EXCERPTED TEXT -
━━━━━━
It was a moot question put towards the nominees early on in the presidential debate Thursday night that went largely unnoticed in the political commentary that followed. But it spoke volumes about our blinkered Western-centric approach to world politics.

“Last night, top intelligence officials confirmed again that both Russia and Iran are working to influence this election,” moderator and NBC journalist Kristen Welker told U.S President Donald Trump and Democratic nominee Joe Biden. “Both countries have obtained U.S. voter registration information, these officials say, and Iran sent intimidating messages to Florida voters…. What would you do to put an end to this threat?”

Questioning election integrity is hardly surprising in a country whose last election saw targeted cyberattacks by Russian-backed hackers and trolls swinging the election in President Trump’s favour. Millions of Americans have indicated they are worried about the potential of foreign interference in November’s election, including nearly 70 per cent of Biden supporters and 30 per cent of Trump voters. So it’s not surprising that Biden responded to Welker’s question with a defiant stare into the camera.

“I made it clear that any country, no matter who it is, that interferes in American elections will pay a price. They will pay the price,” he declared. “They’re interfering with American sovereignty.”

But Russia isn’t the only one to meddle in a country’s political system. The U.S. does it too, and with disquieting success. After former U.S. special counsel Robert Mueller announced the indictments of 13 Russians for using social media to attack former presidential nominee Hillary Clinton and boost Trump last year, a former CIA intelligence officer told the New York Times that the U.S. “absolutely” has engaged in election influence abroad. “And I hope we keep doing it,” he added.

For all of the talk of a return to American democratic values — particularly from Biden, who promises a return to “decency, honour, respect” — the reality is that the U.S. has actually done far more to harm democracy than promote it.

Just ask anyone from Iran. You would be hard-pressed to find a single Iranian today, of any political leaning, who doesn’t recall and resent the CIA-led 1953 coup against the democratically elected and then widely popular Iranian prime minister Mohammad Mossadegh. Mossadegh was considered a threat to U.S. interests when he decided to nationalize Iran’s oil industry.

“It is easy to see now why many Iranians continue to resent this intervention by America in their internal affairs,” former secretary of state Madeleine Albright said in a 2000 address. The U.S. gave “sustained backing” to the subsequent Mohammad Reza Pahlavi (the Shah) regime, which “brutally repressed political dissent.”
━━━━━━
DATA PROVIDED -
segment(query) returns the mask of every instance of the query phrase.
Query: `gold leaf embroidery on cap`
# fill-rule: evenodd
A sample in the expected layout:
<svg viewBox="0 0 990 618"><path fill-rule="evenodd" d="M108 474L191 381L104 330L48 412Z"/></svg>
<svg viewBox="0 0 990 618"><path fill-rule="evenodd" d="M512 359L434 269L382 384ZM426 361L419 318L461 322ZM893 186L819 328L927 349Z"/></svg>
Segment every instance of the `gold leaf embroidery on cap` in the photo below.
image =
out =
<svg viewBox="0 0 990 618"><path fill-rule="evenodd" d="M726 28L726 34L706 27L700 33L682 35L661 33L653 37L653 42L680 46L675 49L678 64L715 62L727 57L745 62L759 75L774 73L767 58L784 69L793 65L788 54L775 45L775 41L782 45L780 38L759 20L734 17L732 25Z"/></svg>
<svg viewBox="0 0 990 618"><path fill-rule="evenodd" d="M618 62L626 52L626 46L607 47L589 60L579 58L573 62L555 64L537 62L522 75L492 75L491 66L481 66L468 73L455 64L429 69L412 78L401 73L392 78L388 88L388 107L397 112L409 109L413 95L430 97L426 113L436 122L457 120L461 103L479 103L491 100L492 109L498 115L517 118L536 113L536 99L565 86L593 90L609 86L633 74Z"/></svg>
━━━━━━
WORK INSTRUCTION 1 - Copy the election interference article word for word, starting at the words "But Russia isn’t" and stopping after the words "than promote it.".
WORK INSTRUCTION 2 - Carry the article on election interference forward from its last sentence.

RESPONSE AREA 1 -
But Russia isn’t the only one to meddle in a country’s political system. The U.S. does it too, and with disquieting success. After former U.S. special counsel Robert Mueller announced the indictments of 13 Russians for using social media to attack former presidential nominee Hillary Clinton and boost Trump last year, a former CIA intelligence officer told the New York Times that the U.S. “absolutely” has engaged in election influence abroad. “And I hope we keep doing it,” he added.

For all of the talk of a return to American democratic values — particularly from Biden, who promises a return to “decency, honour, respect” — the reality is that the U.S. has actually done far more to harm democracy than promote it.

RESPONSE AREA 2 -
Decades later, Iranians continue to suffer from the impact of U.S. interference — less so through its political system (though this itself is arguable since Trump’s cronies continue to schmooze with cult-like exiled Iranian opposition groups) and more so through crippling economic sanctions. These sanctions, reinstated in 2016, are killing cancer patients and children with rare diseases unable to receive life-saving medical supplies because of the restrictions now placed on Iranian banks.

Despite this, Trump’s response to a hastily arranged news conference the night before the presidential debate, in which officials claimed that Iran posed as a far-right group sending intimidating emails to voters, was to slap more sanctions on Iran.

And in another breathtaking move of shortsightedness and hypocrisy, Trump announced Friday that Sudan and Israel had agreed to normalize diplomatic relations, a move he proclaimed a last-minute foreign policy win and Palestinians rightly called a “new stab in the back.”

For decades, Washington has proven to be a dishonest broker in the Israel-Palestinian conflict, most notably when Palestinian group Hamas won a sweeping electoral victory in 2006. Though the election result was widely recognized to be free and fair, jolted U.S. leaders refused to recognize the new, democratically elected government, paving the way for years of continued conflict and international neglect.

Both Democratic and Republican governments have a long and unashamed history of election-meddling since the Cold War. One study found the U.S. intervened in at least 81 foreign elections from 1946 to 2000, in places like Nicaragua, Poland, Cambodia, Afghanistan and Iraq. Most of the time, these operations were conducted covertly, such as in Russia in 2016.

The brash and unwarranted power and privilege that Washington continues to hold over foreign countries makes words like Biden’s hard to stomach.

Why should any country that interferes with American elections pay a price? America clearly doesn’t.